Apartment day. August move-in. The Highland Road one-bedroom with the level burners and the counter space. Daddy loaded the truck at 6 a.m. again — same earliness, same anxiety, same Marcus Robinson belief that all important things happen before breakfast. Mama packed the car with Tupperware, cleaning supplies, and a set of shelf liners that she considers essential and that I consider decorative, but I have learned that arguing with Tanya Robinson about shelf liners is a battle nobody wins.
The apartment is small. Smaller than the dorm, if you count by total square footage, but bigger in the ways that matter: I have a kitchen that is mine. A stove that does not tilt. A counter that can hold both a cutting board and a toaster simultaneously. This is not small. This is revolutionary. I put MawMaw Shirley's Pyrex bowls on the shelf and the cast iron pot on the stove and the recipe card in the plastic sleeve on the counter next to the spice rack and the apartment stopped being an apartment and became a kitchen with a bedroom attached.

* **Exercises to complete**:
a: Can you reproduce the move-in text word for word, from "Apartment day. August" up to and including "battle nobody wins."?
b: Which people does the move-in text mention by name?

* **Source material**:
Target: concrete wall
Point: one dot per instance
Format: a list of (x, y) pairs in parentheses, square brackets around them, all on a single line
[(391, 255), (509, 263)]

* **Results in order**:
a:
Apartment day. August move-in. The Highland Road one-bedroom with the level burners and the counter space. Daddy loaded the truck at 6 a.m. again — same earliness, same anxiety, same Marcus Robinson belief that all important things happen before breakfast. Mama packed the car with Tupperware, cleaning supplies, and a set of shelf liners that she considers essential and that I consider decorative, but I have learned that arguing with Tanya Robinson about shelf liners is a battle nobody wins.

b:
Marcus Robinson
Tanya Robinson
MawMaw Shirley